Reading passage ::

——

The US Dollar index is falling, and you can thank the Federal Reserve for that. Foreign exchange dealers ganged up on the dollar Tuesday to push it to a new low. The ICE U.S. Dollar Index fell to a session low of 91.75, its first below 92.00 ratings since May 2018. A rebound back to 92.19 before the markets closed helped prevent the disaster to persist. And, with the Fed saying it will allow higher inflation, expect the dollar’s slide to continue.
In contrast, the Euro gained strength and settled at $1.19 versus the greenback. The British pound ended at $1.34, but only after registering a high of $.134 earlier the day. While there are no primary suspects, analysts think that the Fed’s new policy may have played a part. Their adjusted policy allows inflation to exceed 2% without automatically hiking interest rates.

——

Dataset excerpts ::

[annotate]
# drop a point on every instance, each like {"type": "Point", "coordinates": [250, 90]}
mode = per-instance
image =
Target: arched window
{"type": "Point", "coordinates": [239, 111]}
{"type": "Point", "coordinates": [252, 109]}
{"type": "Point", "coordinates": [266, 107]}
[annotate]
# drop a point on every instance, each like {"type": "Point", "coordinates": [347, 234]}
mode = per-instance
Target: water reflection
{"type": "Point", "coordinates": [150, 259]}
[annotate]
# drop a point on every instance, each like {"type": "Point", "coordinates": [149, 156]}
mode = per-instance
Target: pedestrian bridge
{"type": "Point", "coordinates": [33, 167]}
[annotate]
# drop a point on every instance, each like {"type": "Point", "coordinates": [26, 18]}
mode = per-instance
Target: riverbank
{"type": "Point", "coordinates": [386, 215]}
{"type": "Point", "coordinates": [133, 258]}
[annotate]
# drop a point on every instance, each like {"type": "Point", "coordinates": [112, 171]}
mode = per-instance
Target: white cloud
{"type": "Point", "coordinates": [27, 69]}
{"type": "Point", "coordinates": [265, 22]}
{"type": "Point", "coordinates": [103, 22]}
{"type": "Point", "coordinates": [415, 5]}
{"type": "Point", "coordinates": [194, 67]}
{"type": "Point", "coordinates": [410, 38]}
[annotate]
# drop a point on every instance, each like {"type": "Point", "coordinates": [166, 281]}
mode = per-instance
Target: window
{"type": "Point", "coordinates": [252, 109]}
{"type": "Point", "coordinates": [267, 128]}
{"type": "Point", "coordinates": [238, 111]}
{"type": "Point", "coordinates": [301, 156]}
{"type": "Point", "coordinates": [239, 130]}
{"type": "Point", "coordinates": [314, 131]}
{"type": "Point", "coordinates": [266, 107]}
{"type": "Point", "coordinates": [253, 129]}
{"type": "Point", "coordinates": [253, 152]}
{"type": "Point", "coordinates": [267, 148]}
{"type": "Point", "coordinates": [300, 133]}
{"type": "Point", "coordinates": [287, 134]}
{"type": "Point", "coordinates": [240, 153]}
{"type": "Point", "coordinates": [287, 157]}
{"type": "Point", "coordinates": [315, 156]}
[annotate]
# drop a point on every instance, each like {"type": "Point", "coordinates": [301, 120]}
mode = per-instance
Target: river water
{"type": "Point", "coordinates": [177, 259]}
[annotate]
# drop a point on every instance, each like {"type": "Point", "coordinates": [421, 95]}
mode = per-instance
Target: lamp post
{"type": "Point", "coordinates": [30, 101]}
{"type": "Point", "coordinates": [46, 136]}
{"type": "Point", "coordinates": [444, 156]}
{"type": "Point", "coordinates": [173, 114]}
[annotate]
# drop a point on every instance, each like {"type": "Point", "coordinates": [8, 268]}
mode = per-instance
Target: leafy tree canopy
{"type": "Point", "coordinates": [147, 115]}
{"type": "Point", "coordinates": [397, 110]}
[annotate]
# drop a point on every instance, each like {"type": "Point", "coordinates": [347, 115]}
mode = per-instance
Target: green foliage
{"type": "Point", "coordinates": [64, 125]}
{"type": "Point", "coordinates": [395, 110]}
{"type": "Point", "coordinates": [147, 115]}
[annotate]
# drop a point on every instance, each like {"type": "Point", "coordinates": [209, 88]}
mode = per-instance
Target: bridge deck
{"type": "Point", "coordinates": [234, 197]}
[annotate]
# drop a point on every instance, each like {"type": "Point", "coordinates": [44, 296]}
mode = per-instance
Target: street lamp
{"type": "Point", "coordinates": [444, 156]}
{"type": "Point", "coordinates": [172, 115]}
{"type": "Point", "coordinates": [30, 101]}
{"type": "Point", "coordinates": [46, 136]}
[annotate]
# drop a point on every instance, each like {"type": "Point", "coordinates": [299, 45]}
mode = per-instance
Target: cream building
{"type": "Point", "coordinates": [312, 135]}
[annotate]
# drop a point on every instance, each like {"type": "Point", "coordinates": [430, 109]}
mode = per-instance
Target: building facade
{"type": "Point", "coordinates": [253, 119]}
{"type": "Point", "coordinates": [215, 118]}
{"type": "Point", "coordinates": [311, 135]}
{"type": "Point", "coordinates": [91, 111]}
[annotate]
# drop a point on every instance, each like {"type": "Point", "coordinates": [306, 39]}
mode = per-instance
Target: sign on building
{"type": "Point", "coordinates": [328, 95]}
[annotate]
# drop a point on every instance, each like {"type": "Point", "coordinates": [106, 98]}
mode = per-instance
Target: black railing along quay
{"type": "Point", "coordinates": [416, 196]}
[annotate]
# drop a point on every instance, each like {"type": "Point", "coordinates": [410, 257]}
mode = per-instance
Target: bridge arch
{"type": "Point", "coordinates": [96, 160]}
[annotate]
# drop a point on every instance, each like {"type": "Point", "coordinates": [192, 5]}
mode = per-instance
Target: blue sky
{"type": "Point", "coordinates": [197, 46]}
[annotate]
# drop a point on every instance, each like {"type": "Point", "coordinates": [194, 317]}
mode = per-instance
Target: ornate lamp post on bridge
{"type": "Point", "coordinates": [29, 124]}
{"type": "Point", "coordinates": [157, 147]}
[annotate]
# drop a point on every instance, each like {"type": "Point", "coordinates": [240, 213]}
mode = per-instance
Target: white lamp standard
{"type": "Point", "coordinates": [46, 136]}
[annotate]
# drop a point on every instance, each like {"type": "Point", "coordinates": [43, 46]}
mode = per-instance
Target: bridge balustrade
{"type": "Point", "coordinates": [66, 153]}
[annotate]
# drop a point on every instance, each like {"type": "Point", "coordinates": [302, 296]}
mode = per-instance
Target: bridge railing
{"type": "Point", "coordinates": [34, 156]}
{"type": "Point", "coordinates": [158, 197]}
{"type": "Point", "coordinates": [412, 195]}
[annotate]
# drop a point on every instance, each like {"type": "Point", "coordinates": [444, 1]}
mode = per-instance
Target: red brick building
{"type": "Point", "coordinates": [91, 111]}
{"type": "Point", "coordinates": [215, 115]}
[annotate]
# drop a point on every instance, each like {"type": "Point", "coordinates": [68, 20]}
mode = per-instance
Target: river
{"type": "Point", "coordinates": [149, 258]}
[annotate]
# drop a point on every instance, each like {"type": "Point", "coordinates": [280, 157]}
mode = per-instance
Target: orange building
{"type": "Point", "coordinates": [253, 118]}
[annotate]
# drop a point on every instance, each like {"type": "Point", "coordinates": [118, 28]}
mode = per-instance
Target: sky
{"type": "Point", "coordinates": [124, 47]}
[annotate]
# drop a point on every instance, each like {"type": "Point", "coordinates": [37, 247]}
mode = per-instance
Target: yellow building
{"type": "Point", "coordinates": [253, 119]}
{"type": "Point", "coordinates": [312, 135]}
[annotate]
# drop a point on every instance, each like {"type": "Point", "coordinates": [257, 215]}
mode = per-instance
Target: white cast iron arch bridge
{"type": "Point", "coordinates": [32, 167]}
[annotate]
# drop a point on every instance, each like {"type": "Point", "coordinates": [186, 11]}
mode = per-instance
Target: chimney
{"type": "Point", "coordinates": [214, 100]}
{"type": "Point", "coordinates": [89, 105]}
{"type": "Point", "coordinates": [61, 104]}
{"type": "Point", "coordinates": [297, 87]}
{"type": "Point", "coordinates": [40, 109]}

——

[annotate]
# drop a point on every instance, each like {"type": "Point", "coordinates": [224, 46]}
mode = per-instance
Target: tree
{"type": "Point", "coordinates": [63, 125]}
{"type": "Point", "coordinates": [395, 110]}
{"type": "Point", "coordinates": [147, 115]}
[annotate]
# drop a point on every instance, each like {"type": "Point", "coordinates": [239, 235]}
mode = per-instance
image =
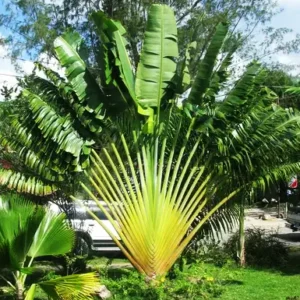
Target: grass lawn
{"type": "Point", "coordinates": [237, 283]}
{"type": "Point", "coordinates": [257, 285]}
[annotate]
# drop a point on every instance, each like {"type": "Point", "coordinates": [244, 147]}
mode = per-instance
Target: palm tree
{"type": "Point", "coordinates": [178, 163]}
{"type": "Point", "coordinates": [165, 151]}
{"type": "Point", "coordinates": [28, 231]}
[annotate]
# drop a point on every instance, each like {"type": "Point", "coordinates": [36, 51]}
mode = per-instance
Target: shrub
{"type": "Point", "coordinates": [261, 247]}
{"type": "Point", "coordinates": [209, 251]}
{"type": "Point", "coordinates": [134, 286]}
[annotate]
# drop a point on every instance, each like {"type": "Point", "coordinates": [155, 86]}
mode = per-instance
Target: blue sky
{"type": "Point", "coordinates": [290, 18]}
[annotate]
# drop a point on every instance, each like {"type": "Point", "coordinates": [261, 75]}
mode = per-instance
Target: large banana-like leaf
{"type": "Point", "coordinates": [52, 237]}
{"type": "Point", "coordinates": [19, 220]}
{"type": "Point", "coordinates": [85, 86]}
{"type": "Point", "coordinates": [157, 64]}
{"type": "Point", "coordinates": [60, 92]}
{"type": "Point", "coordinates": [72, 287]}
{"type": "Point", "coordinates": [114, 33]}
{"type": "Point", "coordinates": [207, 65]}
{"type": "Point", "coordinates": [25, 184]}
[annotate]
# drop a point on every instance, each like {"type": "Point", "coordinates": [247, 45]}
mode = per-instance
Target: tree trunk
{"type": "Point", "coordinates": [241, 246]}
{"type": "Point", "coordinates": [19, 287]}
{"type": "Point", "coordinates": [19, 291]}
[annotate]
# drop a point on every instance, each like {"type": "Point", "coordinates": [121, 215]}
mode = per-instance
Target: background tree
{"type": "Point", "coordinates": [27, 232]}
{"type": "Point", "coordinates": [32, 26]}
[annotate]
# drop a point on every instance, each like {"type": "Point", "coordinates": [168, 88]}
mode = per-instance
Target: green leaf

——

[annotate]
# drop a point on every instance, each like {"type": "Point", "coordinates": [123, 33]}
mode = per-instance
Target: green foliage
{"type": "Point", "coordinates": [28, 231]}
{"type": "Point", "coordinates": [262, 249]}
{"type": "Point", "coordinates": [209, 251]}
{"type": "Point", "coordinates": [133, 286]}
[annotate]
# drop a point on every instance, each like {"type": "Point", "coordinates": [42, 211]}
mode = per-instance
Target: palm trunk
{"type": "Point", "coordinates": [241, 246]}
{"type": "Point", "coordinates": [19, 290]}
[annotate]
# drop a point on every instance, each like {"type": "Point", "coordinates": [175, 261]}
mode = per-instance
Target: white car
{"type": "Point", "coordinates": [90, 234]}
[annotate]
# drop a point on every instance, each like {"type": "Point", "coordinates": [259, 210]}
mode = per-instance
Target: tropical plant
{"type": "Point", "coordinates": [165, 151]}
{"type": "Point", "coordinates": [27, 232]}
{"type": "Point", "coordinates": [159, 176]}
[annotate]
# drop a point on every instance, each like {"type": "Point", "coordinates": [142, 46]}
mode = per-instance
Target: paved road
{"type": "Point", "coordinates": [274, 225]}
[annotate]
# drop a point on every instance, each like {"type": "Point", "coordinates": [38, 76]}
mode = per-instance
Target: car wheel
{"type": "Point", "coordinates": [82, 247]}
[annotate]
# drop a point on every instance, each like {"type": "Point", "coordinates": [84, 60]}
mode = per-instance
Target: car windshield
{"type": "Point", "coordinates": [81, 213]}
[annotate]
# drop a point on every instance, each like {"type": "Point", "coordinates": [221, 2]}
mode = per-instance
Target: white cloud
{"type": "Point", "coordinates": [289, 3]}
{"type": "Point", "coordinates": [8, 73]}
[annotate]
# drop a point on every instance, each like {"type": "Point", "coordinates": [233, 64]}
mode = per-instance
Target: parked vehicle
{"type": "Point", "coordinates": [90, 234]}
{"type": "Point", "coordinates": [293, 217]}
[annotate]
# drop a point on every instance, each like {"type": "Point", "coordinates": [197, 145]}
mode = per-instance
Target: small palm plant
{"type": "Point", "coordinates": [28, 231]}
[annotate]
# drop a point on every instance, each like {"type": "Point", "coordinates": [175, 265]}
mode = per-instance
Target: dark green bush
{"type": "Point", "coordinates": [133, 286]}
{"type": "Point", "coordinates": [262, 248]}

——

Brief A ::
Write out verbatim the portion of the article on the falling US dollar that opens with the words containing "The US Dollar" and closes with "hiking interest rates.".
Brief B ::
Pick up the article on the falling US dollar after its final sentence and continue it.

Output A ::
The US Dollar index is falling, and you can thank the Federal Reserve for that. Foreign exchange dealers ganged up on the dollar Tuesday to push it to a new low. The ICE U.S. Dollar Index fell to a session low of 91.75, its first below 92.00 ratings since May 2018. A rebound back to 92.19 before the markets closed helped prevent the disaster to persist. And, with the Fed saying it will allow higher inflation, expect the dollar’s slide to continue.
In contrast, the Euro gained strength and settled at $1.19 versus the greenback. The British pound ended at $1.34, but only after registering a high of $.134 earlier the day. While there are no primary suspects, analysts think that the Fed’s new policy may have played a part. Their adjusted policy allows inflation to exceed 2% without automatically hiking interest rates.

Output B ::
ING analysts Francesco Pesole and Petr Krpata noted the effects of the policy on the dollar. “With Chair Powell cementing the negative real yield narrative for the dollar, there is little to suggest the current U.S. dollar bear trend is to stop,” they wrote. The added that high nominal and real rates were the key ingredients behind a stronger dollar in recent years. “None of these should strategically bode well for the dollar.
With expected higher inflation but lower interest rates, U.S. Treasury yields tend to go lower. Tuesday, the real yield on the 10-year Treasury note stood near -1.08%. This is already a recovery from the all-time low of -1.11% the day before. This negative expected return makes the dollar less attractive to investors.
2020 has not been kind to the US dollar. Earlier, the pandemic created a frenzy for dollars as economies shut down. As governments went back to work, central banks began protecting their economies. The Fed applied stronger measures to protect their economy, applying generous monetary stimulus. For the dollar demand, the agency aligned currency swap lines with central banks. This helped ensure the dollar’s availability and cooled off demand.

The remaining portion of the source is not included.